◆ **Data shown**:
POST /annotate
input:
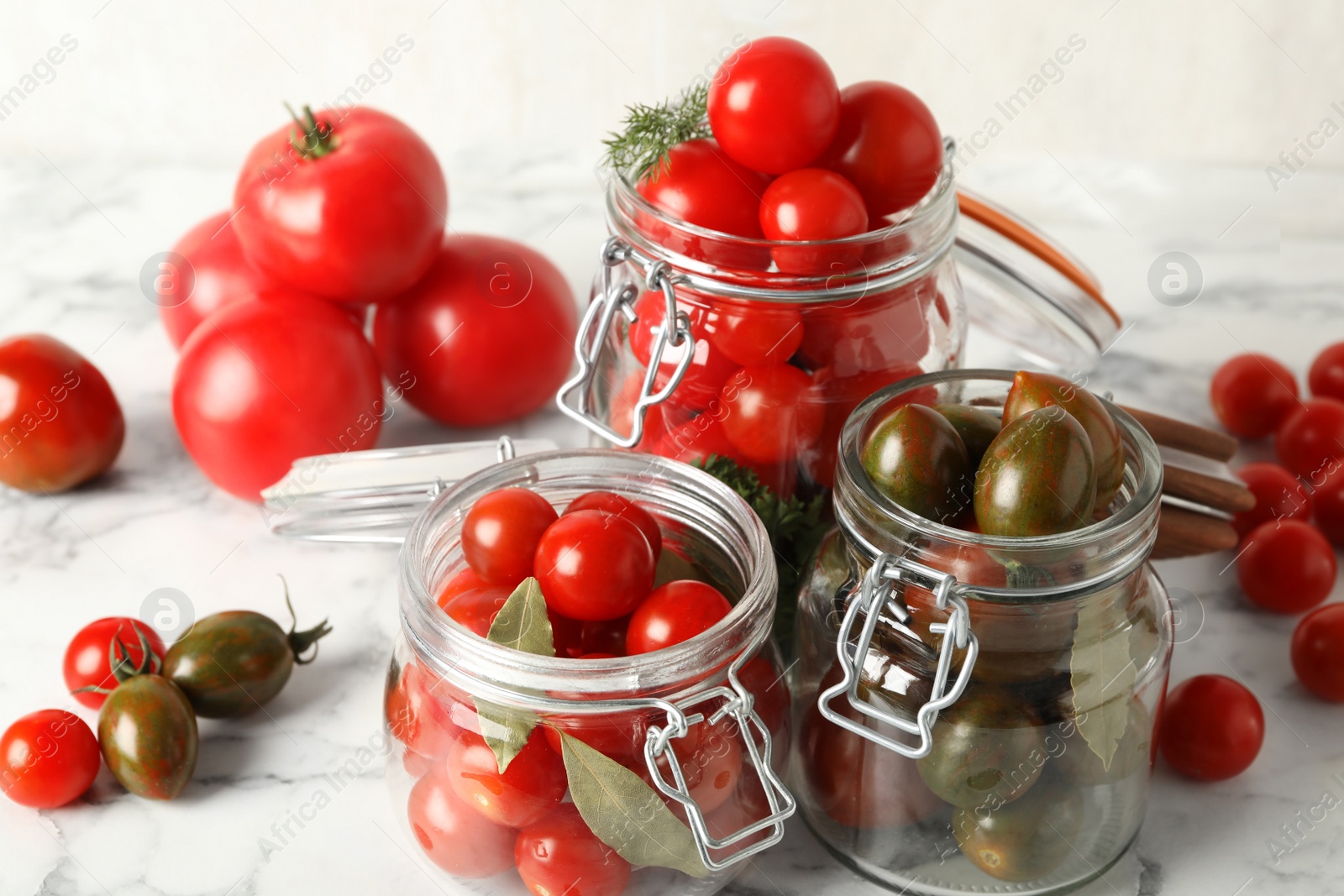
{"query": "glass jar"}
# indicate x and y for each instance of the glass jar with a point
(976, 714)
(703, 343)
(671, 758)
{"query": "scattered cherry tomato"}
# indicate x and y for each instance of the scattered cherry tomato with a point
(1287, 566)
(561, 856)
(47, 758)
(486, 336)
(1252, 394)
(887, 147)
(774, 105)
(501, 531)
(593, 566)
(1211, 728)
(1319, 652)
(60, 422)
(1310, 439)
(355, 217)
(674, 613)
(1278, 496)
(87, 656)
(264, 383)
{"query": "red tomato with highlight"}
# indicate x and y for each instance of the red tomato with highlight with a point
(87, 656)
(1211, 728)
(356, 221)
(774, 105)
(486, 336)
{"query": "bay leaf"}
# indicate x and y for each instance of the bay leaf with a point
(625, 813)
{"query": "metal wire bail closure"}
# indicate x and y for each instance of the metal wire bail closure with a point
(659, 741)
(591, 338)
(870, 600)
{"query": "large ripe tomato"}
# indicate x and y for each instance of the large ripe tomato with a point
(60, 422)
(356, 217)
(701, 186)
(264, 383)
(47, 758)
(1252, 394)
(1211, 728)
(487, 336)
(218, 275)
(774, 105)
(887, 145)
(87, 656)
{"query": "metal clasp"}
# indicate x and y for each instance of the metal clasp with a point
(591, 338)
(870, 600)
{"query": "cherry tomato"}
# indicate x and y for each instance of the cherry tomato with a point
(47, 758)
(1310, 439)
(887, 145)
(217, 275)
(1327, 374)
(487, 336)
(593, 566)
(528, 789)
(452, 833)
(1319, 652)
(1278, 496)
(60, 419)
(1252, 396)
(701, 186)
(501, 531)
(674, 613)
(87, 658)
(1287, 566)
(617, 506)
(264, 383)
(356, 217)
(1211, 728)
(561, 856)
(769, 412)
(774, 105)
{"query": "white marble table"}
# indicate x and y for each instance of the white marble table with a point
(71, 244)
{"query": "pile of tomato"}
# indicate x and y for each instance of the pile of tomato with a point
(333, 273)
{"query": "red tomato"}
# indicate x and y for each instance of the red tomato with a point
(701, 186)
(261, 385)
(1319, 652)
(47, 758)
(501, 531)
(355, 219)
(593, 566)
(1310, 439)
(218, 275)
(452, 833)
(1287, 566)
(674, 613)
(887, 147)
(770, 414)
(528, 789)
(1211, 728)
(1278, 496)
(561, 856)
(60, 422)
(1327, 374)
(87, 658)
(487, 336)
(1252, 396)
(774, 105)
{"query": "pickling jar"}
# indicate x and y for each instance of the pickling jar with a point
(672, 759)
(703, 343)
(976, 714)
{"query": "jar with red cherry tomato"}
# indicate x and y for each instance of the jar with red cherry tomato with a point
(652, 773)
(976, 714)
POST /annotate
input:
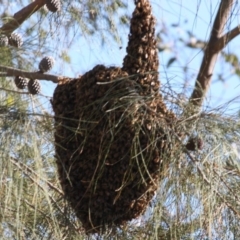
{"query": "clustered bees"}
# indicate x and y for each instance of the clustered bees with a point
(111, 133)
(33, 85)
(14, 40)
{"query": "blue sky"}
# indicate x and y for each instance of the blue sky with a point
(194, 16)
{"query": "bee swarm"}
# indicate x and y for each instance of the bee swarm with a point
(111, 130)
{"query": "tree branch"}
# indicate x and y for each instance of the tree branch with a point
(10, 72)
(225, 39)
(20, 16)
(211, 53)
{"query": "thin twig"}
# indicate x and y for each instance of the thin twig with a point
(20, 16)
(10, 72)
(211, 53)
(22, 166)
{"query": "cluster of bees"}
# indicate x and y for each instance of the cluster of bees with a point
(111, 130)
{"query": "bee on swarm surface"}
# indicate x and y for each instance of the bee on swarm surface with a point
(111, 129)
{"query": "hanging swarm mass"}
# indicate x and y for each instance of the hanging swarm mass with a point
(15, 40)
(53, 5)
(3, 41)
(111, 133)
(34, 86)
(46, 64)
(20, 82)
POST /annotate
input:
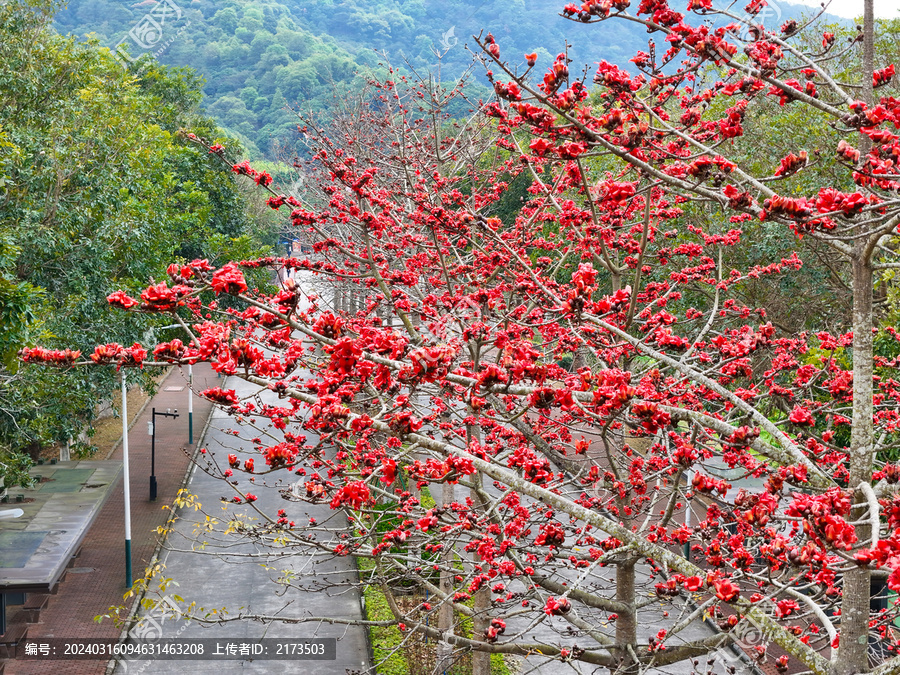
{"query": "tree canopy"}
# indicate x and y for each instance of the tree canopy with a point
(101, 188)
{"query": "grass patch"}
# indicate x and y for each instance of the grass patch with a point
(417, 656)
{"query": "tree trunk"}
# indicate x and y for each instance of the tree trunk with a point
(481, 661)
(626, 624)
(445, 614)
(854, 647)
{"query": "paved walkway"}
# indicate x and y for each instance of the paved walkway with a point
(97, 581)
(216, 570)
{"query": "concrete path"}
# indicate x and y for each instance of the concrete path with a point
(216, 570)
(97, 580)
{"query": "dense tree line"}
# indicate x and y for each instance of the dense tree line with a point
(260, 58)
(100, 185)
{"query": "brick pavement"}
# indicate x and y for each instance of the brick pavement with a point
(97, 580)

==

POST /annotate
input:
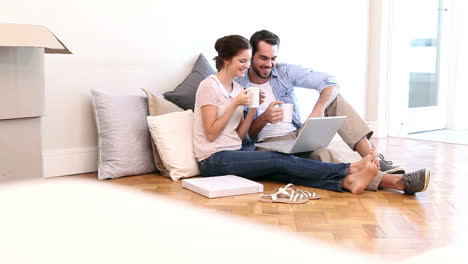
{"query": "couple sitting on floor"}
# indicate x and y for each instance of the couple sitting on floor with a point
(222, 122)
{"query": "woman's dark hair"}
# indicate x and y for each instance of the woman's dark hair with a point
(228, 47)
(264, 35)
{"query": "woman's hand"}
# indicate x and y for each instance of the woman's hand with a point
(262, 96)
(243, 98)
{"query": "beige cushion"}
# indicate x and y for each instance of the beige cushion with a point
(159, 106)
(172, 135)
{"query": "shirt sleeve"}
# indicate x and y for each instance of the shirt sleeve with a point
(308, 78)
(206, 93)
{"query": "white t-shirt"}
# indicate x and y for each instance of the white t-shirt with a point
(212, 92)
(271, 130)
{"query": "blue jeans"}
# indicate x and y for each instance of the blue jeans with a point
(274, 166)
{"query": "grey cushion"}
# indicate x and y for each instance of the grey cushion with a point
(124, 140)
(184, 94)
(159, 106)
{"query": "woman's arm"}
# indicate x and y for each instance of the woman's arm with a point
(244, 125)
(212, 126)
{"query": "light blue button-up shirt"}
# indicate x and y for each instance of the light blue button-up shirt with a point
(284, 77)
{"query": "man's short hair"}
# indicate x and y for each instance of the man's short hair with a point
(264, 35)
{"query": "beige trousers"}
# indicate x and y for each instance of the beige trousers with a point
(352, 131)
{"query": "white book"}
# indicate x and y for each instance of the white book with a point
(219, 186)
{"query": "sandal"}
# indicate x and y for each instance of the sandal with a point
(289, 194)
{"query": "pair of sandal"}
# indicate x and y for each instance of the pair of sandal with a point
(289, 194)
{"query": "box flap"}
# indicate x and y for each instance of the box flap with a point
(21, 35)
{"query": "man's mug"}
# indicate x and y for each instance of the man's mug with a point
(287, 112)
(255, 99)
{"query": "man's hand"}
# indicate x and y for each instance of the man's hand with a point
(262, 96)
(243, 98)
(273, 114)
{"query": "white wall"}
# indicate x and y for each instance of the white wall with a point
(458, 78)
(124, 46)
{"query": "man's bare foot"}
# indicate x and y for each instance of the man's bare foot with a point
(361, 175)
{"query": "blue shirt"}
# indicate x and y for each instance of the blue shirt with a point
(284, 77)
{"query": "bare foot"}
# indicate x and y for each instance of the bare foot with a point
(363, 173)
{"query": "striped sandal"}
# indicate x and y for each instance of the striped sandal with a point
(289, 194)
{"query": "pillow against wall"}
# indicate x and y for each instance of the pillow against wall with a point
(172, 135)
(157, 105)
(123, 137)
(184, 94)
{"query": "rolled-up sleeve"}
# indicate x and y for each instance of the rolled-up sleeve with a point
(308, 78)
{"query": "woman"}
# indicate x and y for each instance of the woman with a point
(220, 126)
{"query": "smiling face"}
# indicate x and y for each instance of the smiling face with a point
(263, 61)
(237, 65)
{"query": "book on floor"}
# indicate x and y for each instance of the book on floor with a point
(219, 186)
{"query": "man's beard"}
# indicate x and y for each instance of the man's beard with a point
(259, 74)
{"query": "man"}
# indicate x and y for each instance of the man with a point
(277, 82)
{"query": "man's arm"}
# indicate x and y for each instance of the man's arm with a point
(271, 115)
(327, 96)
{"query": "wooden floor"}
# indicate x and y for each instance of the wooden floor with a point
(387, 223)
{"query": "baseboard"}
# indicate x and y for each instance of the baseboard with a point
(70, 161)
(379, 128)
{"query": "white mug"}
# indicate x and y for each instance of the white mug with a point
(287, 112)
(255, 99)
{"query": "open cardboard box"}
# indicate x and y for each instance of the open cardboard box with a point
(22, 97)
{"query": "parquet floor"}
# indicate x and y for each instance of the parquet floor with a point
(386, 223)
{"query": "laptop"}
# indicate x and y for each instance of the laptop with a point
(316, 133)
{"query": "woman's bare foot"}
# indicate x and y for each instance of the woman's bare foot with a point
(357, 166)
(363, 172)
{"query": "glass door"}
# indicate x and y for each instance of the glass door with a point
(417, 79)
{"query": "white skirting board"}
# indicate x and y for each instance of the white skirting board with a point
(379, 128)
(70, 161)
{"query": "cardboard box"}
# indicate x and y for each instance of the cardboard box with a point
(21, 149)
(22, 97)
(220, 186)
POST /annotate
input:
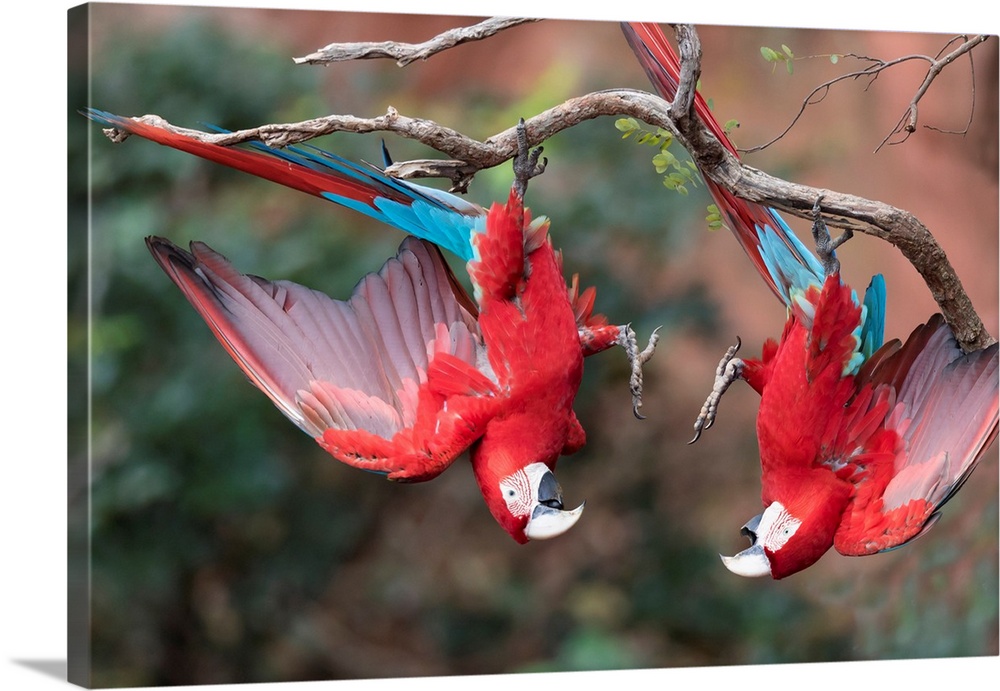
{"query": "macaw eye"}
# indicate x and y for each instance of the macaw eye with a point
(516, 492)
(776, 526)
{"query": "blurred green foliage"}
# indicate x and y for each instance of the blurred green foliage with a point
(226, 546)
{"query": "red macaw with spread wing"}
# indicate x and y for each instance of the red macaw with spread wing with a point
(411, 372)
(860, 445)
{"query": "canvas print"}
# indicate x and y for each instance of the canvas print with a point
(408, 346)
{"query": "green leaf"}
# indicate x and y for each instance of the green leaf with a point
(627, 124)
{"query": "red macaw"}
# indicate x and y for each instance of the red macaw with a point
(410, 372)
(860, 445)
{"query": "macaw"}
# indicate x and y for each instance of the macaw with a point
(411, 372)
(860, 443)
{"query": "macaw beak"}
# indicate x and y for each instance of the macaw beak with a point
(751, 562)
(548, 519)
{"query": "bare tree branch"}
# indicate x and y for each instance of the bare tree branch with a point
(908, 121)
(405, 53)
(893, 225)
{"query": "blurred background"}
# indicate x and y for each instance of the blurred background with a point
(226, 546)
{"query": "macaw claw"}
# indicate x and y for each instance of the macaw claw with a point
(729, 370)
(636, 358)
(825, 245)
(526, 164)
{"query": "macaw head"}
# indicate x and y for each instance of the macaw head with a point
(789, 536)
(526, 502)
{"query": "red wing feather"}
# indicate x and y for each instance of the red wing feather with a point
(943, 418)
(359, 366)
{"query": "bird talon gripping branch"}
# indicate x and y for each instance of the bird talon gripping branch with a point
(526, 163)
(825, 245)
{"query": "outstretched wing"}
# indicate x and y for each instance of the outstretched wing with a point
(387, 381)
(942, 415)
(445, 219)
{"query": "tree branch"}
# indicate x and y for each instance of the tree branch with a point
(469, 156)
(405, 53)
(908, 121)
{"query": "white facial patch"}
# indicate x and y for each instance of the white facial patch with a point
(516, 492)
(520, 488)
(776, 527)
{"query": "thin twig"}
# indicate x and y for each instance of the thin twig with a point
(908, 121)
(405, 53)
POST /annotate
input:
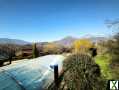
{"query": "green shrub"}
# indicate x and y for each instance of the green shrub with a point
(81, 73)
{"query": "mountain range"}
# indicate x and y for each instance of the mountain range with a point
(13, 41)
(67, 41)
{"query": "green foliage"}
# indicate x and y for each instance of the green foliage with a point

---

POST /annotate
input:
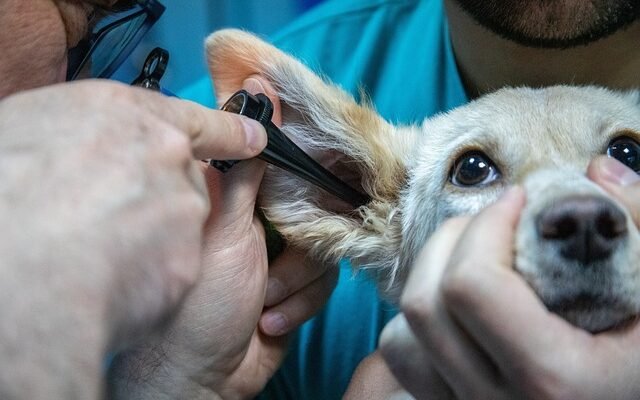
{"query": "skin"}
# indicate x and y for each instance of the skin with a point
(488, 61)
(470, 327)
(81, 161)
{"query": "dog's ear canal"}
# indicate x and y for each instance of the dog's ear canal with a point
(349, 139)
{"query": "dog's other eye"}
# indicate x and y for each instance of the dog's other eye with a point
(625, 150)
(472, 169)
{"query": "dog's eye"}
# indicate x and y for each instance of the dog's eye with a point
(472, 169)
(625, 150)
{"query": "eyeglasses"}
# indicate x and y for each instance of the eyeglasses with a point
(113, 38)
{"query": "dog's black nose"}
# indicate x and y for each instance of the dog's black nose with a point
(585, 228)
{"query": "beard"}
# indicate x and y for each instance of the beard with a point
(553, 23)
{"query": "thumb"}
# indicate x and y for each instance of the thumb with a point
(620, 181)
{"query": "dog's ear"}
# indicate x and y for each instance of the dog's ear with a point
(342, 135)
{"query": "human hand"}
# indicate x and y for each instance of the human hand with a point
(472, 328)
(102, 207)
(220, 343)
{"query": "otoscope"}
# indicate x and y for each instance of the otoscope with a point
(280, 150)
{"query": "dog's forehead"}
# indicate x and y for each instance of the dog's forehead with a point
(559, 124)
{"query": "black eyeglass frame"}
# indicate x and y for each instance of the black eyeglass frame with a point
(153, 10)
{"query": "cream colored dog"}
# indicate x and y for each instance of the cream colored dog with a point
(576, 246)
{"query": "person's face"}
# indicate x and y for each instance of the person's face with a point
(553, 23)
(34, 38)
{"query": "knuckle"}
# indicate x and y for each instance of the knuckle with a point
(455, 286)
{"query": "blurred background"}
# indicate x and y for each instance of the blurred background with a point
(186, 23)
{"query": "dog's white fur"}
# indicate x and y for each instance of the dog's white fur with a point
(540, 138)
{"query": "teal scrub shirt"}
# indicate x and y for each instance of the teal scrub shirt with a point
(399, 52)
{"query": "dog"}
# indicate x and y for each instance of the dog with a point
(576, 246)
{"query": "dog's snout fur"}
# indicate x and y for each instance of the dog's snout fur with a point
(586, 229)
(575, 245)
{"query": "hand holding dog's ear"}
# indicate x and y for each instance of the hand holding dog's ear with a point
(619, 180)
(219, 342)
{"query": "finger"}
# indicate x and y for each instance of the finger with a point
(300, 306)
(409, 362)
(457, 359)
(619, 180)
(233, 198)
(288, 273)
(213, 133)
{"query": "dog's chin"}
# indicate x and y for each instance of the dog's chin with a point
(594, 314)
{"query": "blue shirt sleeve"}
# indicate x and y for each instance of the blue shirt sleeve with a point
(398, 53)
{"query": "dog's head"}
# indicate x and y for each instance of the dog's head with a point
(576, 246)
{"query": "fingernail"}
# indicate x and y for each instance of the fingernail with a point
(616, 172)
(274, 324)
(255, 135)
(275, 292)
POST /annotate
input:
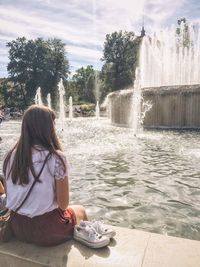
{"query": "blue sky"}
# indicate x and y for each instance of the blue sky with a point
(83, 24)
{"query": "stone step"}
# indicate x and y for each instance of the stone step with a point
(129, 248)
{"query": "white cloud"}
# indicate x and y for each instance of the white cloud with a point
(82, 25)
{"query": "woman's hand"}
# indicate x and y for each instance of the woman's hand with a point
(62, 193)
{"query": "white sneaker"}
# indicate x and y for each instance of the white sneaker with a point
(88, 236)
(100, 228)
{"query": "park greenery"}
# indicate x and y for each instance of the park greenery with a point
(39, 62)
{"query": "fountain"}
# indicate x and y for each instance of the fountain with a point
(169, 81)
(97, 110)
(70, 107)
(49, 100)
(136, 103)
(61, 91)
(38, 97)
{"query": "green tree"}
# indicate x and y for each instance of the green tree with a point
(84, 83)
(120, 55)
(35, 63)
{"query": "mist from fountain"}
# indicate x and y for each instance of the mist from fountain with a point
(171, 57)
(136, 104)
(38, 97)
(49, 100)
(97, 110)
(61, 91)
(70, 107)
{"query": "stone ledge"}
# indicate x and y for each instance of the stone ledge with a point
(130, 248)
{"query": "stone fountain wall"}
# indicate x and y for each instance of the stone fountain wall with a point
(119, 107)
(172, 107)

◆ **What you will do**: Count the lines above that contain the string "from", and give only that number.

◆ **Answer to the exercise**: 2